Data records:
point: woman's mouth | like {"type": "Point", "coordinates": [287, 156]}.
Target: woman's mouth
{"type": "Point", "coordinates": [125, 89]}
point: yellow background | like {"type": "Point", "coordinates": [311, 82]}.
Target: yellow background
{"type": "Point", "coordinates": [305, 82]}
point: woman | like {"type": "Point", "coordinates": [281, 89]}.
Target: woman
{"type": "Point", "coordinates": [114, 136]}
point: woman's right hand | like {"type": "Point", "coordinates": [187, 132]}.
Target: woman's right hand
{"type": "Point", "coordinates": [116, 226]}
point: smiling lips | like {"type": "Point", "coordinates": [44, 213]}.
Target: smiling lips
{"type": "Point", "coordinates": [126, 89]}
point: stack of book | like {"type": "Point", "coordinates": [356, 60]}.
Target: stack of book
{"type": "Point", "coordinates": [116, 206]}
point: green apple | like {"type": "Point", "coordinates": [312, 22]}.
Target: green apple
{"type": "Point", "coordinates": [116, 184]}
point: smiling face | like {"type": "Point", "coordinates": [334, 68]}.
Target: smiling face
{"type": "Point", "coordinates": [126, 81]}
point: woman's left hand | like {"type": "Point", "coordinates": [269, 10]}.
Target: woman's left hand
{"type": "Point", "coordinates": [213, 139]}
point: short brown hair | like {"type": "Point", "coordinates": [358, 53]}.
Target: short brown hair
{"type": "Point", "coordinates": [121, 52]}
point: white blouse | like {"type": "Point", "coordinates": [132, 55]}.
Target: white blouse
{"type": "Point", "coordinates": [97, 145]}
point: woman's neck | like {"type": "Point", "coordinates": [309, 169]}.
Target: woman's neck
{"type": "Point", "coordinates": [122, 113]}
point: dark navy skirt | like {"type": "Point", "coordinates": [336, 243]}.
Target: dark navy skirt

BRIEF - Quote the whole listing above word for word.

FULL RESPONSE -
point: woman's mouth | like {"type": "Point", "coordinates": [287, 156]}.
Target: woman's mouth
{"type": "Point", "coordinates": [125, 89]}
point: yellow background | like {"type": "Point", "coordinates": [311, 82]}.
Target: yellow background
{"type": "Point", "coordinates": [305, 82]}
point: woman | like {"type": "Point", "coordinates": [281, 89]}.
Target: woman
{"type": "Point", "coordinates": [114, 136]}
point: woman's right hand | like {"type": "Point", "coordinates": [187, 132]}.
Target: woman's right hand
{"type": "Point", "coordinates": [116, 226]}
point: smiling lips | like {"type": "Point", "coordinates": [44, 213]}.
Target: smiling lips
{"type": "Point", "coordinates": [126, 89]}
point: stack of book | like {"type": "Point", "coordinates": [356, 60]}.
Target: stack of book
{"type": "Point", "coordinates": [116, 206]}
point: green apple | like {"type": "Point", "coordinates": [312, 22]}.
Target: green apple
{"type": "Point", "coordinates": [116, 184]}
point: smiling face | like {"type": "Point", "coordinates": [334, 68]}.
Target: smiling face
{"type": "Point", "coordinates": [126, 81]}
point: woman's left hand | like {"type": "Point", "coordinates": [269, 10]}.
Target: woman's left hand
{"type": "Point", "coordinates": [213, 139]}
point: short brown hair | like {"type": "Point", "coordinates": [358, 53]}.
Target: short brown hair
{"type": "Point", "coordinates": [121, 52]}
point: white blouse | like {"type": "Point", "coordinates": [132, 55]}.
Target: white blouse
{"type": "Point", "coordinates": [97, 145]}
point: woman's neck | like {"type": "Point", "coordinates": [309, 169]}.
Target: woman's neck
{"type": "Point", "coordinates": [122, 113]}
point: dark navy skirt | like {"type": "Point", "coordinates": [336, 243]}.
Target: dark navy skirt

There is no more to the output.